Action item →
What is needed is a word-for-word copy of every record below, minus the pictures.

————

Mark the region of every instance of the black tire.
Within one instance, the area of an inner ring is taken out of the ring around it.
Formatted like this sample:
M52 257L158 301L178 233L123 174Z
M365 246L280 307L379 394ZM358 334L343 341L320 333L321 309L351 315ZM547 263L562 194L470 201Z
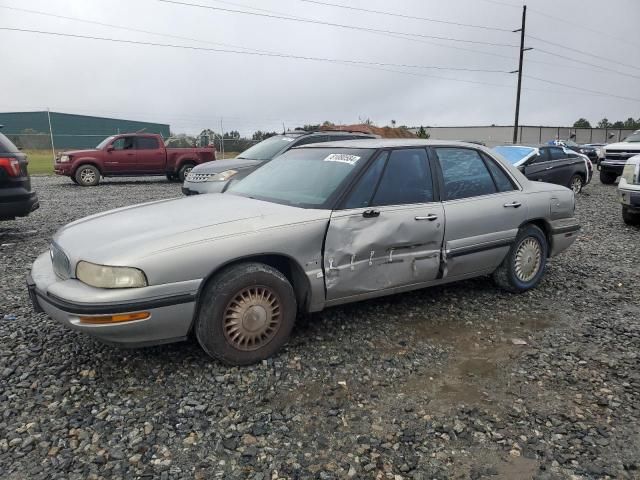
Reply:
M577 195L582 192L582 188L584 187L584 178L582 178L582 175L578 175L577 173L572 175L567 187L570 190L573 190L573 193Z
M195 167L193 163L185 163L184 165L182 165L180 167L180 170L178 170L178 180L184 182L184 179L187 178L187 175L189 175L189 172L193 169L193 167Z
M199 307L198 343L210 356L230 365L256 363L280 350L297 313L287 278L262 263L223 270L205 286Z
M71 181L72 181L73 183L75 183L76 185L79 185L79 184L78 184L78 181L76 180L76 177L69 177L69 178L71 178Z
M178 175L176 175L175 173L167 173L167 180L169 180L170 182L177 182Z
M100 170L93 165L80 165L74 174L74 178L81 187L95 187L100 183Z
M525 243L526 242L526 243ZM538 245L537 254L535 254L534 242ZM533 251L527 252L525 248L534 248ZM544 269L547 264L547 254L549 252L549 244L542 230L535 225L525 225L520 228L516 240L511 246L509 253L502 261L500 266L493 272L494 282L504 290L512 293L522 293L534 288L544 275ZM532 257L532 253L533 257ZM524 263L526 269L532 268L533 271L528 272L531 277L528 278L525 272L517 272L517 262ZM535 265L531 264L535 262ZM530 265L531 264L531 265ZM530 265L530 266L529 266ZM523 278L523 276L525 278Z
M611 173L611 172L606 172L604 170L600 170L600 182L604 183L605 185L611 185L613 183L615 183L616 178L618 178L618 176L615 173Z
M640 213L632 212L626 205L622 206L622 220L627 225L639 226L640 225Z

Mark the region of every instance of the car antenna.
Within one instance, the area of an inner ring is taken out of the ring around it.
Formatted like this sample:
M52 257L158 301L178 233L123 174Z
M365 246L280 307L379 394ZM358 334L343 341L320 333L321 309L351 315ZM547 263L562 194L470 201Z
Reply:
M142 133L147 129L147 127L141 128L140 130L136 131L136 133Z

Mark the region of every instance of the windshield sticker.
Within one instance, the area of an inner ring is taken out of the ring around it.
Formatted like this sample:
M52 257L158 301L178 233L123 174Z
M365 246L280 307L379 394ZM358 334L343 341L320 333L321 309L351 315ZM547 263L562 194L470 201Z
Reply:
M332 153L324 159L325 162L339 162L348 163L349 165L355 165L360 160L357 155L347 155L345 153Z
M282 137L282 140L284 140L285 142L293 142L295 140L295 138L291 138L291 137Z

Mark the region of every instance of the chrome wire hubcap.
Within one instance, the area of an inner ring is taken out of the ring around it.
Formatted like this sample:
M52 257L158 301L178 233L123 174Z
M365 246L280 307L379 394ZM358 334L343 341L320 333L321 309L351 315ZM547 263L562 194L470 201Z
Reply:
M571 190L573 190L575 193L580 193L581 189L582 189L582 180L580 180L579 177L574 178L573 181L571 182Z
M93 172L93 170L89 170L88 168L85 170L82 170L82 172L80 172L80 180L82 180L83 183L91 183L96 179L96 174Z
M525 238L516 250L515 271L521 282L530 282L540 271L542 248L535 238Z
M238 350L257 350L275 336L281 319L280 298L271 289L247 287L227 304L224 336Z
M193 167L187 167L184 169L184 178L187 178L187 175L191 173L191 170L193 170Z

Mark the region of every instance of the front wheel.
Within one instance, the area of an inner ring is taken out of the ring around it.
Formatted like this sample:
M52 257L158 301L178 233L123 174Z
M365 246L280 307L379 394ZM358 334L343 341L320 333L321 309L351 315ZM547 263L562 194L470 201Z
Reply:
M262 263L227 268L205 287L195 333L210 356L249 365L276 353L289 339L297 312L287 278Z
M189 172L193 170L194 166L195 165L193 163L185 163L182 167L180 167L180 170L178 170L178 179L181 182L184 182L184 179L187 178L187 175L189 175Z
M604 170L600 170L600 182L605 185L611 185L615 183L616 178L618 176L615 173L605 172Z
M176 175L175 173L167 173L167 180L169 180L170 182L177 182L178 175Z
M549 244L535 225L520 229L515 242L500 266L493 272L494 282L512 293L534 288L544 275Z
M632 212L626 205L622 206L622 220L627 225L638 226L640 225L640 213Z
M95 187L100 183L100 170L93 165L80 165L74 177L81 187Z
M579 194L582 191L582 187L584 186L584 182L582 180L582 176L580 175L573 175L571 177L571 180L569 180L569 185L568 187L573 190L573 193L575 193L576 195Z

————

Answer box →
Mark the region of every instance of the black tire.
Within one instance, the area of an inner ring is taken out of the ring around it.
Formatted like this sample:
M52 257L158 301L178 233L123 174Z
M365 246L280 307L379 394ZM358 334L343 341L320 333L321 309L351 315ZM547 263L562 194L470 201Z
Reply:
M577 195L582 192L582 188L584 187L584 178L582 178L582 175L578 175L577 173L572 175L567 187L570 190L573 190L573 193Z
M195 167L193 163L185 163L184 165L182 165L180 167L180 170L178 170L178 180L184 182L184 179L187 178L187 175L189 175L189 172L193 169L193 167Z
M199 307L198 343L210 356L230 365L256 363L280 350L297 313L287 278L262 263L223 270L205 286Z
M71 181L72 181L73 183L75 183L76 185L79 185L79 184L78 184L78 181L76 180L76 177L69 177L69 178L71 178Z
M178 175L176 175L175 173L167 173L167 180L169 180L170 182L177 182Z
M100 170L93 165L80 165L74 174L74 178L81 187L95 187L100 183Z
M525 243L526 242L526 243ZM538 245L537 254L535 254L534 242ZM533 251L527 252L525 248L534 248ZM544 269L547 264L547 254L549 252L549 244L542 230L535 225L525 225L520 228L516 240L511 246L509 253L502 261L500 266L493 272L494 282L504 290L512 293L522 293L534 288L544 275ZM532 257L532 253L533 257ZM524 263L526 269L532 268L533 271L528 272L531 277L528 278L525 272L517 272L517 262ZM535 265L531 264L535 262ZM530 265L531 264L531 265ZM530 265L530 266L529 266ZM523 278L523 276L525 278Z
M611 173L611 172L606 172L604 170L600 170L600 182L604 183L605 185L611 185L613 183L615 183L616 178L618 178L618 176L615 173Z
M640 213L632 212L626 205L622 206L622 220L627 225L639 226L640 225Z

Mark the region of every instance of the car antenna.
Within one instance, the area of an inner ring is taken out of the ring around it.
Formatted like this sample:
M52 257L158 301L178 233L123 174Z
M365 246L280 307L379 394ZM358 334L343 341L320 333L321 309L351 315ZM547 263L562 194L470 201Z
Reply:
M142 133L147 129L147 127L141 128L140 130L136 131L136 133Z

Mark the region of every instance of the windshield sticker.
Within one instance, the area of an inner ring is taken out of the ring around it.
Formatted like this sample:
M52 257L158 301L178 233L123 174Z
M365 246L280 307L379 394ZM358 334L343 341L320 333L321 309L351 315ZM547 263L562 194L470 201Z
Reply:
M332 153L324 159L325 162L339 162L348 163L349 165L355 165L360 160L357 155L347 155L345 153Z
M282 137L282 140L284 140L285 142L293 142L295 140L295 138L291 138L291 137Z

Mark the region of every instance of the chrome wire hubcap.
Within one instance, the area of an inner ring is taken out of the ring around it.
Formatted like this sample:
M52 257L158 301L178 233L123 174Z
M365 246L280 307L379 394ZM358 334L343 341L320 333L321 309L351 315ZM547 263L562 194L470 201Z
Reply:
M571 190L573 190L575 193L580 193L581 189L582 189L582 180L580 180L579 177L574 178L573 181L571 182Z
M93 172L93 170L89 170L88 168L85 170L82 170L82 172L80 172L80 180L82 180L83 183L91 183L96 179L96 174Z
M525 238L516 250L515 271L521 282L530 282L540 271L542 248L535 238Z
M238 350L257 350L275 336L281 319L280 298L271 289L247 287L227 304L224 336Z
M193 167L187 167L184 169L184 178L187 178L187 175L191 173L191 170L193 170Z

Mark the region of every instance of the front wheel.
Within one instance, the area of an inner ring is taken out of the ring around it.
Formatted like this sample:
M52 257L158 301L178 233L123 174Z
M365 246L280 307L379 394ZM358 334L343 341L320 333L321 309L351 315ZM547 263L562 194L470 201Z
Reply:
M262 263L227 268L205 287L195 333L210 356L249 365L276 353L289 339L297 312L287 278Z
M189 172L193 170L194 166L195 165L193 163L185 163L182 167L180 167L180 170L178 170L178 179L181 182L184 182L184 179L187 178L187 175L189 175Z
M604 170L600 170L600 182L605 185L611 185L615 183L616 178L618 176L615 173L605 172Z
M176 175L175 173L167 173L167 180L169 180L170 182L177 182L178 175Z
M549 244L535 225L520 229L515 242L500 266L493 272L494 282L512 293L534 288L544 275Z
M632 212L626 205L622 206L622 220L627 225L638 226L640 225L640 213Z
M95 187L100 183L100 170L93 165L80 165L74 177L81 187Z
M579 194L582 191L582 187L584 186L584 182L582 180L582 176L580 175L573 175L571 177L571 180L569 180L569 185L568 187L573 190L573 193L575 193L576 195Z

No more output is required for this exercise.